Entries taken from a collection
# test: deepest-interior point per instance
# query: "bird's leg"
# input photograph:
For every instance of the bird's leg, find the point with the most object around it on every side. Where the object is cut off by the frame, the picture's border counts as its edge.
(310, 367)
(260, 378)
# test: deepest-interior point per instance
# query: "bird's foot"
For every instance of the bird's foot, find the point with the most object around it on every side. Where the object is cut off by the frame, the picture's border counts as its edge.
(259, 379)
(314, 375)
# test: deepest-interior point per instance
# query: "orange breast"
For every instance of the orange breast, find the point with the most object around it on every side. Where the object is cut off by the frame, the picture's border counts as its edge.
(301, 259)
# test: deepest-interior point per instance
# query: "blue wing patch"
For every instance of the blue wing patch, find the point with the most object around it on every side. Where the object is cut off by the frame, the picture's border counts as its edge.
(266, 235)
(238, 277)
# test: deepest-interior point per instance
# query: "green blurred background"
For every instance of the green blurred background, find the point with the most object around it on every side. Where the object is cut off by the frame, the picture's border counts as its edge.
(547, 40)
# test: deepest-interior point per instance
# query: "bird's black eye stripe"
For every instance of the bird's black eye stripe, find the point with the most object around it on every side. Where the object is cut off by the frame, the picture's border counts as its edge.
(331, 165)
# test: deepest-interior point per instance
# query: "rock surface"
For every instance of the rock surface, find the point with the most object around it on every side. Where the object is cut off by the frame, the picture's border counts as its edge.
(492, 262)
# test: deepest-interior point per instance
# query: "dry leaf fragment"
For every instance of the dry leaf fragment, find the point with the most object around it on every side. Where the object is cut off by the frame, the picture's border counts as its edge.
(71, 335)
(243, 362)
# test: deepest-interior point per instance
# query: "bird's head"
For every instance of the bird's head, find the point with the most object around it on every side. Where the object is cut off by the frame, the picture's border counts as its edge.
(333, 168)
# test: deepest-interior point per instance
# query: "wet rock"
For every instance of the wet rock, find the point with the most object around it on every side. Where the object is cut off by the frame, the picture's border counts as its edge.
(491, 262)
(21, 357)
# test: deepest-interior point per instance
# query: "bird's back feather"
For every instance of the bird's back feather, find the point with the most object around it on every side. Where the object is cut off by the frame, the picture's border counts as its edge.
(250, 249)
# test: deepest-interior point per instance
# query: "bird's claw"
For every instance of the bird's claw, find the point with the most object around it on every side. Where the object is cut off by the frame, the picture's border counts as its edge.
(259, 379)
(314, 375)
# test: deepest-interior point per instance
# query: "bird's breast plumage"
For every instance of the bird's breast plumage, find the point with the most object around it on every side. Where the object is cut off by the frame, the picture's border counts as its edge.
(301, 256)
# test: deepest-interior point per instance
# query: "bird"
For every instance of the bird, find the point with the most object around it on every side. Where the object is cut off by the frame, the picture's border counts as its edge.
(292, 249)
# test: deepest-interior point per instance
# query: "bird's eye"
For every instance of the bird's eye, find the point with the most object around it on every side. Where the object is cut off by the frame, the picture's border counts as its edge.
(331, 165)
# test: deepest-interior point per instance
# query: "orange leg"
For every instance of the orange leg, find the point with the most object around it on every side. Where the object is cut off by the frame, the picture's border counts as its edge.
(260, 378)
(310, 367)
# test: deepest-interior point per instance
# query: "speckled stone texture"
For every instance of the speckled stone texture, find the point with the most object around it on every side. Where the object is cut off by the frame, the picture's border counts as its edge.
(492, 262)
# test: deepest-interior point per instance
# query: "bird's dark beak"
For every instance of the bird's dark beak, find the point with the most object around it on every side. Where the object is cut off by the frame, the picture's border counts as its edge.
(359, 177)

# What this task involves
Write each line above out exactly.

# Response
# test: deepest-interior point per instance
# query: "bird's leg"
# input photograph:
For every instance of the bird's leg, find the point with the most object around it on every side. Where the object is cut off by the frame, the picture's border counts as its edge.
(310, 367)
(260, 378)
# test: deepest-interior point per instance
# query: "bird's foot"
For every instance of the bird's foot, find the point with the most object around it on every side. Where the object is cut off by the frame, the picture's border counts as its edge.
(259, 379)
(314, 375)
# test: deepest-interior point per instance
# query: "orange breast"
For every instance of the orange breast, find the point with the most object around it on every side. Where the object is cut off by the frame, the picture's border counts as its edge.
(301, 259)
# test: deepest-interior point per instance
# query: "blue wing patch"
For every instance of the blue wing patch, find the point with the most object around it on every side. Where the object is cut off by the frame, the picture's border counts as its edge.
(266, 235)
(238, 277)
# test: deepest-interior point per instance
# query: "green blurred background"
For every instance of the green blurred background, find the point with the most object around it on every side. Where the object is cut off by the frame, the picture's border counts as its edge.
(547, 40)
# test: deepest-interior point per instance
# query: "bird's black eye stripe"
For every instance of the bird's black eye stripe, find the point with the most object around it on every side. Where the object is cut off by the frame, the picture's border counts as its edge.
(331, 165)
# test: deepest-interior point per instance
# query: "rock surface"
For every instance of the rock surface, find the point with the most object around it on every side. Where the object is cut off by the frame, the picture's border counts as its edge.
(492, 262)
# test: deepest-interior point per instance
# query: "dry leaf fragment"
For every instance of the dry leaf fragment, find the point with the most object around it on every side. Where the object is cut off by the frame, the picture's border counts as its edge.
(71, 335)
(243, 362)
# test: deepest-interior point per instance
# query: "bird's head"
For every instance of the bird's head, find the point with the most object around it on every side. Where the object is cut off by the frame, the picture's border counts as its edge.
(333, 168)
# test: deepest-interior point per instance
# query: "wet rock"
For every instance of the wet rock, find the point with the most object around it on every side. Where the object is cut off by the frame, the picture's border counts as its edge.
(491, 262)
(21, 357)
# test: deepest-interior point per instance
# query: "bird's back feather"
For every instance of the bird's back feather, find the point with the most object around it on every side. Where the object is cut off by the frame, the picture's border counts as its edge.
(250, 249)
# test: deepest-interior point per instance
# query: "bird's claw"
For every instance of the bird's claw, find the point with the most object around it on every side. Where the object is cut off by the frame, the picture's border counts as its edge.
(259, 379)
(314, 375)
# test: deepest-interior point per instance
# query: "bird's breast plumage"
For every instance of the bird's breast plumage, find the point with the most object around it on every side. Where the object is cut off by the frame, the picture's border counts as its edge.
(301, 256)
# test: deepest-interior point per instance
# query: "bird"
For every instance of the bird, find the point with the most object around it on every side. Where the object is cut off by the frame, the picture's border counts as its edge.
(292, 249)
# test: deepest-interior point per instance
# query: "bird's eye"
For every instance of the bird's eye, find the point with the most object around it on every side. Where the object is cut off by the frame, the picture's border counts as its edge.
(331, 165)
# test: deepest-interior point per instance
# query: "orange leg"
For every instance of the orange leg, find the point with the most object around it on every side. Where the object is cut off by the frame, the picture's border counts as its edge.
(260, 378)
(310, 367)
# test: deepest-interior point per instance
# query: "speckled stone texture"
For every instance of the speckled stone texture, find the point with the most object around it on every side. Where the object is cut off by the frame, the picture's border counts as its edge.
(492, 262)
# test: deepest-interior point per instance
# query: "bird's dark beak"
For every instance of the bird's dark beak, find the point with the most object around it on every side. Where the object is cut off by the frame, the picture's border counts as its edge.
(359, 177)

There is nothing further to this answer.